TASK INSTRUCTIONS :: Edit all of the records below, changing each "green leaf" to "yellow leaf" and leaving everything else as it is.

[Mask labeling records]
_ _ _ _

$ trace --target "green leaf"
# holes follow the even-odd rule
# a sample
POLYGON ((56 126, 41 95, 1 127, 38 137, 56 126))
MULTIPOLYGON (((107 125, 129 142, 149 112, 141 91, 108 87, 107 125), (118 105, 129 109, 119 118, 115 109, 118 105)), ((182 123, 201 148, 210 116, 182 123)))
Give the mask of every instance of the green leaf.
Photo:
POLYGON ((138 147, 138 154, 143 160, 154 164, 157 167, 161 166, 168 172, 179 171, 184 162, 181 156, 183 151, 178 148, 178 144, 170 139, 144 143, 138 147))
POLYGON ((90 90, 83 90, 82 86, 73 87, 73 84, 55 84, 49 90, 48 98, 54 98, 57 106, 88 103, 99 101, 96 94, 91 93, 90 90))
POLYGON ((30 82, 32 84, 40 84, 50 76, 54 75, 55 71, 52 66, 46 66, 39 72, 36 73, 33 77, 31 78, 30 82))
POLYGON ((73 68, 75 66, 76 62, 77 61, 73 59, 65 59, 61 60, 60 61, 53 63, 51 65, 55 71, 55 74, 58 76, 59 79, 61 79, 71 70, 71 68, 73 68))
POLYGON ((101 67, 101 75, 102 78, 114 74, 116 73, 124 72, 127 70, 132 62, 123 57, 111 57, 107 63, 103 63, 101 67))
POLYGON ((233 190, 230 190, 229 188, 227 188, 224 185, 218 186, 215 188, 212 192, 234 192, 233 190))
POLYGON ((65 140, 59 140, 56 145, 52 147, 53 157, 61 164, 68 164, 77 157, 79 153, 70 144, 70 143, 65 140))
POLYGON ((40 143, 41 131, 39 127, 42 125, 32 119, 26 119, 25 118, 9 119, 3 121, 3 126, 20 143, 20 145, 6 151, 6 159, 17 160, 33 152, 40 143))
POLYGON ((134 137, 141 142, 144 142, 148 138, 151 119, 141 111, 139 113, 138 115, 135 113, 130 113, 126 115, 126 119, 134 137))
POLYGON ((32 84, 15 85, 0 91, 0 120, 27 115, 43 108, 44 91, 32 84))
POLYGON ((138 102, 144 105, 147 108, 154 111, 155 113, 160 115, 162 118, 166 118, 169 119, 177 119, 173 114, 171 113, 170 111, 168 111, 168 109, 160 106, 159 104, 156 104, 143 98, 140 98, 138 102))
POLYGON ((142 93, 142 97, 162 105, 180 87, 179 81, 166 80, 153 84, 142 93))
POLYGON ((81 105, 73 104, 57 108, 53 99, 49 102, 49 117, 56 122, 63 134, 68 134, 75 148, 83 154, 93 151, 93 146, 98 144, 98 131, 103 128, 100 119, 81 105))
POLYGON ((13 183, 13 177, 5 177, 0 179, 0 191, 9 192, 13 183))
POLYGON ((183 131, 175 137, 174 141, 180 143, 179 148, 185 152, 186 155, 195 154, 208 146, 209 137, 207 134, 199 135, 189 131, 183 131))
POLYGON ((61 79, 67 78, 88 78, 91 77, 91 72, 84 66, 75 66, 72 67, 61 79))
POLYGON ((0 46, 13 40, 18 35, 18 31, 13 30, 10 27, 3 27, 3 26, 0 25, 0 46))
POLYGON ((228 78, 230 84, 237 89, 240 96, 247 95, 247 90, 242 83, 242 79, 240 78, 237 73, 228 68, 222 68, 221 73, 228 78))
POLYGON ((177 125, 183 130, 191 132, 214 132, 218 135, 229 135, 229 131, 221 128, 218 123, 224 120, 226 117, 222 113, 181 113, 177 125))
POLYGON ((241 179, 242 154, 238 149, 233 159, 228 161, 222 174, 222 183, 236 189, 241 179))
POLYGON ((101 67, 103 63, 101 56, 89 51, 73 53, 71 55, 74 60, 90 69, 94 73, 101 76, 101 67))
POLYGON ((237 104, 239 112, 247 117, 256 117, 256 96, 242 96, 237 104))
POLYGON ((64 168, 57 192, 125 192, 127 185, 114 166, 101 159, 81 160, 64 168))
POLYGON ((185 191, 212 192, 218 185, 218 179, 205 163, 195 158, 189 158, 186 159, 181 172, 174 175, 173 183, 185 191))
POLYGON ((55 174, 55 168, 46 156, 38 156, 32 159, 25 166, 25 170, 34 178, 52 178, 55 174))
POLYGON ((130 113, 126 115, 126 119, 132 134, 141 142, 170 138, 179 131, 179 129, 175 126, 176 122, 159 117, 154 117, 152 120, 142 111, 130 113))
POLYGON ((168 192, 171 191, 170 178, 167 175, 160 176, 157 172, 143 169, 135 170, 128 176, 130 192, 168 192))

_ _ _ _

RESULT BELOW ::
$ trace --target "yellow leaf"
# holes follow the even-odd rule
# a sample
POLYGON ((56 126, 41 95, 1 127, 38 137, 56 126))
MULTIPOLYGON (((107 125, 129 142, 149 112, 141 91, 108 87, 107 125), (118 105, 129 109, 119 118, 115 109, 118 105)), ((182 123, 201 148, 210 116, 182 123)))
Give the mask of every instance of the yellow leaf.
Photo:
POLYGON ((138 147, 138 154, 143 160, 154 164, 157 167, 161 166, 168 172, 179 171, 184 162, 181 156, 183 151, 178 148, 178 144, 170 139, 144 143, 138 147))
POLYGON ((90 90, 83 90, 82 86, 73 87, 73 84, 55 84, 49 90, 48 98, 54 98, 57 106, 88 103, 99 101, 96 94, 91 93, 90 90))
POLYGON ((30 82, 32 84, 40 84, 50 76, 54 75, 55 71, 52 66, 46 66, 39 72, 36 73, 33 77, 31 78, 30 82))
POLYGON ((73 68, 75 66, 76 62, 77 61, 73 59, 65 59, 61 60, 60 61, 53 63, 51 65, 55 71, 55 74, 58 76, 59 79, 61 79, 71 70, 71 68, 73 68))
POLYGON ((101 67, 101 75, 102 78, 114 74, 116 73, 124 72, 127 70, 132 62, 123 57, 111 57, 107 63, 103 63, 101 67))
POLYGON ((233 190, 230 190, 229 188, 227 188, 224 185, 218 186, 215 188, 212 192, 234 192, 233 190))
POLYGON ((65 140, 59 140, 56 145, 52 147, 53 157, 61 164, 68 164, 77 157, 79 153, 70 144, 70 143, 65 140))
POLYGON ((40 143, 41 131, 39 127, 42 125, 32 119, 26 119, 25 118, 9 119, 3 121, 3 126, 20 143, 20 145, 6 151, 6 159, 17 160, 33 152, 40 143))
POLYGON ((134 137, 141 142, 144 142, 148 138, 151 119, 141 111, 139 113, 138 115, 135 113, 130 113, 126 115, 126 119, 134 137))
POLYGON ((32 84, 15 85, 0 91, 0 120, 27 115, 43 108, 44 91, 32 84))
POLYGON ((138 102, 144 105, 147 108, 154 111, 155 113, 160 115, 162 118, 166 118, 169 119, 177 119, 173 114, 171 113, 170 111, 168 111, 168 109, 160 106, 159 104, 156 104, 143 98, 140 98, 138 102))
POLYGON ((142 93, 142 97, 162 105, 180 87, 179 81, 166 80, 153 84, 142 93))
POLYGON ((81 105, 73 104, 57 108, 53 99, 49 102, 49 117, 56 122, 63 134, 68 134, 75 148, 83 154, 93 151, 93 146, 98 144, 98 131, 103 128, 100 119, 81 105))
POLYGON ((13 183, 13 177, 5 177, 0 179, 0 191, 9 192, 13 183))
POLYGON ((183 131, 175 137, 174 141, 180 143, 179 148, 185 152, 186 155, 195 154, 208 146, 209 137, 207 134, 199 135, 189 131, 183 131))
POLYGON ((61 79, 67 78, 88 78, 91 77, 91 72, 84 66, 75 66, 72 67, 61 79))
POLYGON ((0 46, 13 40, 18 35, 18 31, 13 30, 10 27, 3 27, 3 26, 0 25, 0 46))
POLYGON ((228 78, 230 84, 237 89, 240 96, 247 95, 247 90, 242 83, 242 79, 240 78, 237 73, 228 68, 222 68, 221 73, 228 78))
POLYGON ((177 125, 183 130, 191 132, 214 132, 218 135, 229 135, 229 131, 221 128, 218 123, 224 120, 226 117, 222 113, 181 113, 177 125))
POLYGON ((241 179, 242 154, 238 149, 233 159, 228 161, 222 174, 222 183, 236 189, 241 179))
POLYGON ((101 67, 103 63, 101 56, 89 51, 73 53, 71 55, 74 60, 90 69, 94 73, 101 76, 101 67))
POLYGON ((237 104, 239 112, 247 117, 256 117, 256 96, 242 96, 237 104))
POLYGON ((64 168, 57 192, 125 192, 127 185, 114 166, 101 159, 81 160, 64 168))
POLYGON ((185 191, 212 192, 218 185, 218 179, 205 163, 195 158, 189 158, 186 159, 181 172, 174 175, 173 183, 185 191))
POLYGON ((55 174, 55 168, 46 156, 38 156, 32 159, 25 166, 25 170, 34 178, 52 178, 55 174))
POLYGON ((130 113, 126 115, 126 119, 132 134, 141 142, 170 138, 179 131, 179 129, 175 126, 176 122, 159 117, 154 117, 152 120, 142 111, 130 113))
POLYGON ((168 192, 171 191, 170 178, 167 175, 160 176, 157 172, 143 169, 135 170, 128 176, 130 192, 168 192))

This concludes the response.